— start Records provided —
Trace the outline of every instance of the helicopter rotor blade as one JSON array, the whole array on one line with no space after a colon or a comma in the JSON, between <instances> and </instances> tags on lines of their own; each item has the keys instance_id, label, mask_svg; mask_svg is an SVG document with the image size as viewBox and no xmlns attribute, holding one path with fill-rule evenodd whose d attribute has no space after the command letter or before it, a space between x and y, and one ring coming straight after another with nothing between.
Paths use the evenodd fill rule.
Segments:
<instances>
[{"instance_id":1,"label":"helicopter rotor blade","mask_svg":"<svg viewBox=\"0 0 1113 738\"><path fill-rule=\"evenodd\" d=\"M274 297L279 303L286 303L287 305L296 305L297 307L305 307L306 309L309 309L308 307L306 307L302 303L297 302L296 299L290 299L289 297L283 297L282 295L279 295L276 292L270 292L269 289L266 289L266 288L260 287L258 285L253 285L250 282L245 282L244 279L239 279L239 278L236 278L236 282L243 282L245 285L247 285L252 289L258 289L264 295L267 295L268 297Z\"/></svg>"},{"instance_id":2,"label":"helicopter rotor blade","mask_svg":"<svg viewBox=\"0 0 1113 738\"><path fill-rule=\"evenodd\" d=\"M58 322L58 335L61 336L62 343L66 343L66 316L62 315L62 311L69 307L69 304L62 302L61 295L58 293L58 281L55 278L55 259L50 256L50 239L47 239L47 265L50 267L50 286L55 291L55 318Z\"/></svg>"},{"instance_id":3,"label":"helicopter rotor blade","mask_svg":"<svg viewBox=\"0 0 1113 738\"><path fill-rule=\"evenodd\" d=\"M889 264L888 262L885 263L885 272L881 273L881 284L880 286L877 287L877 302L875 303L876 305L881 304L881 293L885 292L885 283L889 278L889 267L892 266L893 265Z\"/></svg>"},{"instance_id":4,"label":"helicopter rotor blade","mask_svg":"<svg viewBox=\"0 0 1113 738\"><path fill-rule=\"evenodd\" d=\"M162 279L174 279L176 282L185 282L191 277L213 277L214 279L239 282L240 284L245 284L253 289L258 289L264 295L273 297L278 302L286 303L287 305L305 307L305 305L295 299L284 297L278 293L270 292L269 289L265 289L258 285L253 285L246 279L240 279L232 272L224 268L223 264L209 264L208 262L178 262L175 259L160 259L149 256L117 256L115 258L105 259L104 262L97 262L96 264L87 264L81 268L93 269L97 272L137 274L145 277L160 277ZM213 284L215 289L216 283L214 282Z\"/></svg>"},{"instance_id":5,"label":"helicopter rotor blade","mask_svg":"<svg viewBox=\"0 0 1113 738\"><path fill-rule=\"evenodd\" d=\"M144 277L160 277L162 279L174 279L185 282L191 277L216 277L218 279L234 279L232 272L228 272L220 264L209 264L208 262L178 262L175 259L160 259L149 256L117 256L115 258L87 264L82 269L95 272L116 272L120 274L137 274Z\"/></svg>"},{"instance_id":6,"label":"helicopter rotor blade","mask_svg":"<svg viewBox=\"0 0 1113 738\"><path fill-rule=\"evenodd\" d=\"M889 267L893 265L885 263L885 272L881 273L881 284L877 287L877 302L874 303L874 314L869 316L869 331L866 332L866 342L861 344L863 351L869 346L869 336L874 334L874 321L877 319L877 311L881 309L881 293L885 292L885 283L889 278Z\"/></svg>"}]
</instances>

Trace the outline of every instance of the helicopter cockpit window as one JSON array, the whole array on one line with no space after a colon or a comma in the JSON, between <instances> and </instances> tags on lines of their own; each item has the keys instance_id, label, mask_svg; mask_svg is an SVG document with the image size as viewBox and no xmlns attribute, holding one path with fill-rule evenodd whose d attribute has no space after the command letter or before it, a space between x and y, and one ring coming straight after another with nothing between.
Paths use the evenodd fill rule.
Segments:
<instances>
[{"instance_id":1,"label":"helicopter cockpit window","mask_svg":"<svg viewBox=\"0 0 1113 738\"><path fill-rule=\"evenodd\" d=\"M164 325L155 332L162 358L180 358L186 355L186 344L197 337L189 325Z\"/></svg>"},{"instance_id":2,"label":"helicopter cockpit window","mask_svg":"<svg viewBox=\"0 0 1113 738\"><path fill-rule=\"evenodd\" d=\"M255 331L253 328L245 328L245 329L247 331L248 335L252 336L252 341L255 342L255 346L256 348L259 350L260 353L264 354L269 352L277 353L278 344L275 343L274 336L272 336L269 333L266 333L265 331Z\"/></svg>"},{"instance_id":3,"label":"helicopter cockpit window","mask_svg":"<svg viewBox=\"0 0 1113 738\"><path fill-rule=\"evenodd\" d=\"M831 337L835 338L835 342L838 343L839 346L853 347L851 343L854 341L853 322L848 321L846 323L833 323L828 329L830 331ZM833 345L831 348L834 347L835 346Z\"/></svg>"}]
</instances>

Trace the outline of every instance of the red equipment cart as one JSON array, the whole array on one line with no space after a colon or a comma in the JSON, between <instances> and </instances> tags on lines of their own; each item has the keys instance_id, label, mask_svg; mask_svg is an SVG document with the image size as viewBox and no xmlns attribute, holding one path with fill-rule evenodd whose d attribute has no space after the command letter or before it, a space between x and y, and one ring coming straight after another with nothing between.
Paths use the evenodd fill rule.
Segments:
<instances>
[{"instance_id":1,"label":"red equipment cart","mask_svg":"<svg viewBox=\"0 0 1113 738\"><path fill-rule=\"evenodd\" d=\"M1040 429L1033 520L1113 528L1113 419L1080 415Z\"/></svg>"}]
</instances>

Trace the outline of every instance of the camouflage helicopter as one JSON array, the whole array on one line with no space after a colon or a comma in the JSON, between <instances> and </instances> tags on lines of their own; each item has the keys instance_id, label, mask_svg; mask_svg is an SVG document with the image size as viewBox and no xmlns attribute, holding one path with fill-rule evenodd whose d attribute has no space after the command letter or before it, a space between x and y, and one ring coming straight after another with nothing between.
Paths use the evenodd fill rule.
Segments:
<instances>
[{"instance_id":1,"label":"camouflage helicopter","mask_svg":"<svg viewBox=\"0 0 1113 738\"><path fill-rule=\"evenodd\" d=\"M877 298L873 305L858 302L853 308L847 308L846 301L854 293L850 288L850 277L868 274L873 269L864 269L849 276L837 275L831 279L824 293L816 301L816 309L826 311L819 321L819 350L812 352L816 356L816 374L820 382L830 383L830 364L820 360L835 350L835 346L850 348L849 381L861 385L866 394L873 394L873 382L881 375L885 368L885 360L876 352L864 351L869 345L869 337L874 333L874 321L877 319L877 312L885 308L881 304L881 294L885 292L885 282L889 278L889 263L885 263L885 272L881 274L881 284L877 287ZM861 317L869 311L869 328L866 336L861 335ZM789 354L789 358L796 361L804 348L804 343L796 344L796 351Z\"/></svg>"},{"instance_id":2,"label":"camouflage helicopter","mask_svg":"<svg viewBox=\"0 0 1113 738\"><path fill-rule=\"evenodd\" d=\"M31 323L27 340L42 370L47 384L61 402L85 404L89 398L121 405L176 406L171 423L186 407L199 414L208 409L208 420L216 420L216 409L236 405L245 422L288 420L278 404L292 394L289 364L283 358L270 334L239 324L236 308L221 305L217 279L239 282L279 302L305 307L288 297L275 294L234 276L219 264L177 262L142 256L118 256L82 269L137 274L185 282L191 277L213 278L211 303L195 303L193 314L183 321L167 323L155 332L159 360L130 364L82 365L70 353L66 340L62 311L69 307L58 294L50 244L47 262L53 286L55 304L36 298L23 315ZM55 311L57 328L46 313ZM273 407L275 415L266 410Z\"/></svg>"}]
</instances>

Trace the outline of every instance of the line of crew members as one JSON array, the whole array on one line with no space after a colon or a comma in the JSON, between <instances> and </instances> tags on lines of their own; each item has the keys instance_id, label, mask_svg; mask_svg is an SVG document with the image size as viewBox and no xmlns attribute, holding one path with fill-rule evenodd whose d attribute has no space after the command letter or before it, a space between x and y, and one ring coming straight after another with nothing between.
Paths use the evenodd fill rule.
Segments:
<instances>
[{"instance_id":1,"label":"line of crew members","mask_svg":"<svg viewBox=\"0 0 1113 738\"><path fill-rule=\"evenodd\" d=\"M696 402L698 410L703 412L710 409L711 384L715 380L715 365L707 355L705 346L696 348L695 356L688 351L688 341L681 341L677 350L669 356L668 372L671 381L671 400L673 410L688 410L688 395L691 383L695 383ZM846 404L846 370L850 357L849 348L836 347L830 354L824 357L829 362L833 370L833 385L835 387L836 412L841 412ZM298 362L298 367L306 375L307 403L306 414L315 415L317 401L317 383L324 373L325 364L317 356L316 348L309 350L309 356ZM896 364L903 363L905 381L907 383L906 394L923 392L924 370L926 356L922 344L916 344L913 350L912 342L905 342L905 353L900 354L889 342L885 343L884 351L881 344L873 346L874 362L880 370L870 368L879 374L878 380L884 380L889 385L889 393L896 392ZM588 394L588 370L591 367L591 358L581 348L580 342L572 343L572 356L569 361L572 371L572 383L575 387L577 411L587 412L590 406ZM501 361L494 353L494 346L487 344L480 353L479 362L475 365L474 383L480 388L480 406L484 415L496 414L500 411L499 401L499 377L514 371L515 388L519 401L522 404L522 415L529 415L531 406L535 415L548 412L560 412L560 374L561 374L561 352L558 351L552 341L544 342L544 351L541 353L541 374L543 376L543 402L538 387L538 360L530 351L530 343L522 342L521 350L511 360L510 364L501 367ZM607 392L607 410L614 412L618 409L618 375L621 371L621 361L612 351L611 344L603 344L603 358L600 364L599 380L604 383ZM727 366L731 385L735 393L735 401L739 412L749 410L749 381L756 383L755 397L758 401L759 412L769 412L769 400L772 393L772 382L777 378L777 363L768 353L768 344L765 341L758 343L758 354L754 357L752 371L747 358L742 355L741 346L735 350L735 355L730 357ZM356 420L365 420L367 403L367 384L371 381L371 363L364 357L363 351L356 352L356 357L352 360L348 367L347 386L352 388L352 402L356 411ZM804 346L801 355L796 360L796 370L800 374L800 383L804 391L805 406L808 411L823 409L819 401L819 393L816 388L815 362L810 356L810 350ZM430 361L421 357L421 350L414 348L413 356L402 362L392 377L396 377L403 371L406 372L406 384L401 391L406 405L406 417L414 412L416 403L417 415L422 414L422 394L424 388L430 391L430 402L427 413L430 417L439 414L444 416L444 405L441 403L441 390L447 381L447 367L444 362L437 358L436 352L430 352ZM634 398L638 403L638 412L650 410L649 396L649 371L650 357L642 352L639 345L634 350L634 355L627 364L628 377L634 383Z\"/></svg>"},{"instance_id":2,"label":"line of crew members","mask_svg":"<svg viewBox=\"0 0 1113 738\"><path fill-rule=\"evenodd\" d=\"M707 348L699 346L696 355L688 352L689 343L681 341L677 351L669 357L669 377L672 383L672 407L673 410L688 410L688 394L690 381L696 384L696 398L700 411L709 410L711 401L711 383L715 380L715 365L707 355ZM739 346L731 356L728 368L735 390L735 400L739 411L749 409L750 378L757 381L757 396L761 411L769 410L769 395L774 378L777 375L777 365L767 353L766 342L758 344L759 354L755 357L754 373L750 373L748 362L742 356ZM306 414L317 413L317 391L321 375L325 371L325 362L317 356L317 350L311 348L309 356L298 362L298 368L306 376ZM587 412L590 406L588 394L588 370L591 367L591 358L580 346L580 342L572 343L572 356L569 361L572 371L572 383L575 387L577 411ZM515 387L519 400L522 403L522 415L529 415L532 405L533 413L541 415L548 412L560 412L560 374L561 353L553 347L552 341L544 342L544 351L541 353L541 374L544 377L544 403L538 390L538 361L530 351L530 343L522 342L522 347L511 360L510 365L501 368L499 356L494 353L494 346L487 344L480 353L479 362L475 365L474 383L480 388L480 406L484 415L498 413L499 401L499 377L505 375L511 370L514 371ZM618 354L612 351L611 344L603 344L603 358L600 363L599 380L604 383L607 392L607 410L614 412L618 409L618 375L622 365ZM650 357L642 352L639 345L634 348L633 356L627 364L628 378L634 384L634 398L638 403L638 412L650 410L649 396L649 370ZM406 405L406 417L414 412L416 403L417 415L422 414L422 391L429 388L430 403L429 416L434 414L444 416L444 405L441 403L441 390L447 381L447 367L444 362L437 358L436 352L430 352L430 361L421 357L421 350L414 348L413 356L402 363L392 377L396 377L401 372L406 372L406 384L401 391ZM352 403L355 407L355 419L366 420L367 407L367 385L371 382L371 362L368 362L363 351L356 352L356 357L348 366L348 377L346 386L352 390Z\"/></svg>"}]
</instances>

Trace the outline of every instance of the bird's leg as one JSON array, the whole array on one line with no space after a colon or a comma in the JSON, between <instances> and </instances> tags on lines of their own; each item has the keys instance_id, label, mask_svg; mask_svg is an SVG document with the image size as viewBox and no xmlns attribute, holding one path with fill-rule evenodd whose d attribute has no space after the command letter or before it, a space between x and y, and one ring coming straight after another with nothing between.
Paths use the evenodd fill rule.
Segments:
— end Records provided —
● Exercise requirements
Copy out everything from the line containing "Trace the outline of every instance of the bird's" down to the end of the data, both ends included, exactly as it stands.

● Finished answer
Trace the outline of every instance of the bird's leg as one JSON array, the whole array on one line with no space after a colon or a comma in the JSON, between <instances> and </instances> tags on lines of their own; each item has the keys instance_id, label, mask_svg; mask_svg is an SVG document with the image size as viewBox and no xmlns attribute, holding one path with fill-rule evenodd whose d attribute has no space after the command letter or before it, a space between x and y, and one ring coming straight after another with nothing between.
Paths use the evenodd fill rule.
Segments:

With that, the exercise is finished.